Below is a block of records; repeat all of them exactly.

----

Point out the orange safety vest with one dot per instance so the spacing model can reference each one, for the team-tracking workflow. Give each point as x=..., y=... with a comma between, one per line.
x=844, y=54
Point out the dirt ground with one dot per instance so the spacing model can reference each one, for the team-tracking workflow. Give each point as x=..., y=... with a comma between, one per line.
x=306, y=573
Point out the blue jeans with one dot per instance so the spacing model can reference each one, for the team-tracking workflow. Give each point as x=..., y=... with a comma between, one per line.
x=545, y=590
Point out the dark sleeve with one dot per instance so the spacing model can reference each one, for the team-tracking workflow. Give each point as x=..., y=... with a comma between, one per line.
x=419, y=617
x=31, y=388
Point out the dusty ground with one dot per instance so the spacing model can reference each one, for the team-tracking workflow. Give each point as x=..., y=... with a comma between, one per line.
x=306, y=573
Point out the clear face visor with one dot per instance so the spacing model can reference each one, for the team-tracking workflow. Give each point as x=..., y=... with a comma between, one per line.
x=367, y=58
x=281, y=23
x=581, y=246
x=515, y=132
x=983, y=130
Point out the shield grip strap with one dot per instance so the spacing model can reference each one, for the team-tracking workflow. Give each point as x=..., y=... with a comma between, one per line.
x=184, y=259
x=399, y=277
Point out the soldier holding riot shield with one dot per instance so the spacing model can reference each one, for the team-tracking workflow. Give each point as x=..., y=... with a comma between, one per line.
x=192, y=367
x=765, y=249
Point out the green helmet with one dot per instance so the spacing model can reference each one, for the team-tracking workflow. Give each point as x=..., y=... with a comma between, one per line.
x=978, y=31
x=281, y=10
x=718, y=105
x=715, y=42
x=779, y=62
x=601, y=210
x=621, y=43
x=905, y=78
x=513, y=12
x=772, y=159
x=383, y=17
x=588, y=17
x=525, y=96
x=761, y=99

----

__FULL RESPONSE__:
Point out the orange safety vest with one dot per instance so the spacing model can reference each one, for the team-tracking workflow. Give each point as x=..., y=... with a comma between, one per line.
x=844, y=54
Point out the dirt ground with one dot per instance so the spacing model can reference each one, for the team-tracking workflow. Give each point as x=..., y=... with a comma between, one per line.
x=306, y=573
Point out the blue jeans with one dot per instance so the spacing model can reference each one, for the team-tracking workflow. Give each point as x=..., y=... with a comma between, one per line.
x=545, y=590
Point out the dark sleeve with one dot per instance so the spacing model can reference each one, for the team-tracking workflow. Give each point as x=..., y=... with a comma between, one per line.
x=419, y=617
x=31, y=388
Point out the dusty ground with one dot per instance so the spacing model can reference each one, for the team-tracking workflow. Give each point as x=..., y=... with a comma between, one per line.
x=306, y=573
Point out the clear face visor with one dot per instance so the spacing model can reference each one, for the team-tracking workflow. Give each point as x=..., y=... with a comma between, one per line.
x=367, y=58
x=281, y=23
x=581, y=246
x=515, y=132
x=983, y=130
Point out the shield grip strap with one dot per instance so the spacing model can reference each one, for the team-tracking workflow. Give each point as x=..., y=... with a comma between, one per line.
x=184, y=259
x=399, y=277
Point out the soldier holding riot shield with one dot per instance so the spacing model can reference each one, for the team-tracking workflow. Give each point as x=..., y=... with a comma between, one per line.
x=192, y=367
x=765, y=249
Point out the green helmet with one dot per instance so the spacing model can reference each one, for the team-tracking workflow. Give each point as x=..., y=... with a comma between, one per line.
x=978, y=31
x=281, y=10
x=718, y=105
x=715, y=42
x=779, y=62
x=601, y=210
x=621, y=43
x=905, y=78
x=513, y=12
x=772, y=159
x=383, y=17
x=588, y=17
x=525, y=96
x=761, y=99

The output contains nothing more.